- **PROBLEM**: Reproduce everything from the entry line containing "Task: set a dot on every instance of the flying" down to the end of the entries, including the requests, and shift every coordinate in the answers by adding -72 to each number. Omit the pictures from your reproduction.

- **AVAILABLE RECORDS**:
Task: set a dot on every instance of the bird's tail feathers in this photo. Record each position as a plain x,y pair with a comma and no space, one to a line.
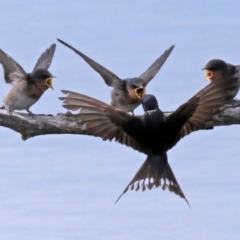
155,171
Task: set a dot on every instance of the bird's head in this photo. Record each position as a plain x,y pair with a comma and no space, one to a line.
43,78
214,69
136,87
149,102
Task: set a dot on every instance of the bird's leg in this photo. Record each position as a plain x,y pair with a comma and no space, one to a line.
30,113
8,110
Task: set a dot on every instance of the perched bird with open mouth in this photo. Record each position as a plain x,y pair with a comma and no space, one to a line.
217,68
126,93
27,88
153,133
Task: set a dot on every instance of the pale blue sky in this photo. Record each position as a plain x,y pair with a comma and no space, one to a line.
64,186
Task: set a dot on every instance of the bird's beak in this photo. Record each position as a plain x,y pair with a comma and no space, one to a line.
140,92
208,74
49,82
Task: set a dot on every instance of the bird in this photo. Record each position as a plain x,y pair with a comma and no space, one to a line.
216,68
153,133
125,93
26,88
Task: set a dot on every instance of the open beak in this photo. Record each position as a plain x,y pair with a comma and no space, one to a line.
208,74
49,82
140,92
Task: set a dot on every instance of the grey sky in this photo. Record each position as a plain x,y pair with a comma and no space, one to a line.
64,186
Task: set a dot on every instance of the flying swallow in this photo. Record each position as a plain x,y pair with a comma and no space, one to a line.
153,133
217,68
126,93
26,88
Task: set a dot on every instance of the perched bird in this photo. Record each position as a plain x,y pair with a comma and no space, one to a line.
217,68
153,133
26,88
126,93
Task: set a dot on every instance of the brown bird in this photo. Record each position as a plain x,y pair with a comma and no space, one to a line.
126,93
26,88
217,68
153,133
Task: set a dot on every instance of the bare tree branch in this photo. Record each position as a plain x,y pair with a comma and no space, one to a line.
34,125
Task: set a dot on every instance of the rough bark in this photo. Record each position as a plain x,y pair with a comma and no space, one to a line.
34,125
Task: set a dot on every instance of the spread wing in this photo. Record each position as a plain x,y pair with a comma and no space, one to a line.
13,72
109,77
150,73
45,59
102,120
210,99
155,171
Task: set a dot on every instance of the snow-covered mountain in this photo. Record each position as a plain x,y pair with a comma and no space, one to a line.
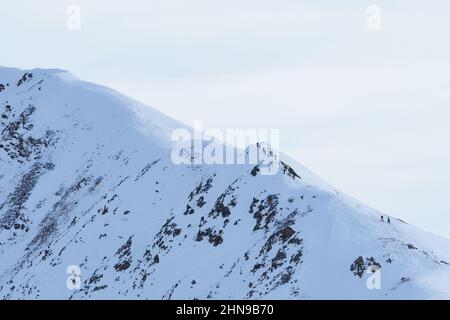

- **TASK OUTPUT**:
Task: set a dot on every instance of the flying swallow in this photo. Record each position as a plain x,y pair with a comma and no space, one to a line.
81,61
145,-4
54,21
-46,16
Task: set a dot on every instance of the perched bird in this photo. Record each position as a plain x,y pair with a comma and no space, one to a line.
145,-4
81,61
-46,16
54,21
Task: set a dot on every instance of the brown bird in this photo. Record each position as a plain x,y pair with a comma and no space, one to a line.
54,21
-46,16
145,-4
81,61
Task: set a dot on every instance of the bare tree branch in this photo. Record each position as a plain x,y pair with a comma and no space, one to a line.
-38,53
Task: set a dot on every instance of the rough bark in this photo. Record each position as a plain x,y pair with a comma and no space, one to a line.
-38,53
Task: set a dot on every instance of the spread wing in this photo. Record each position as a plain x,y pair with a comma and no space, one to a line.
-59,0
37,5
78,1
-27,-13
30,48
138,27
83,99
Task: set a dot on every instance of the snow-covered mountain in this photo. Record each position as a plain x,y pair with a comma and no space, one to a line.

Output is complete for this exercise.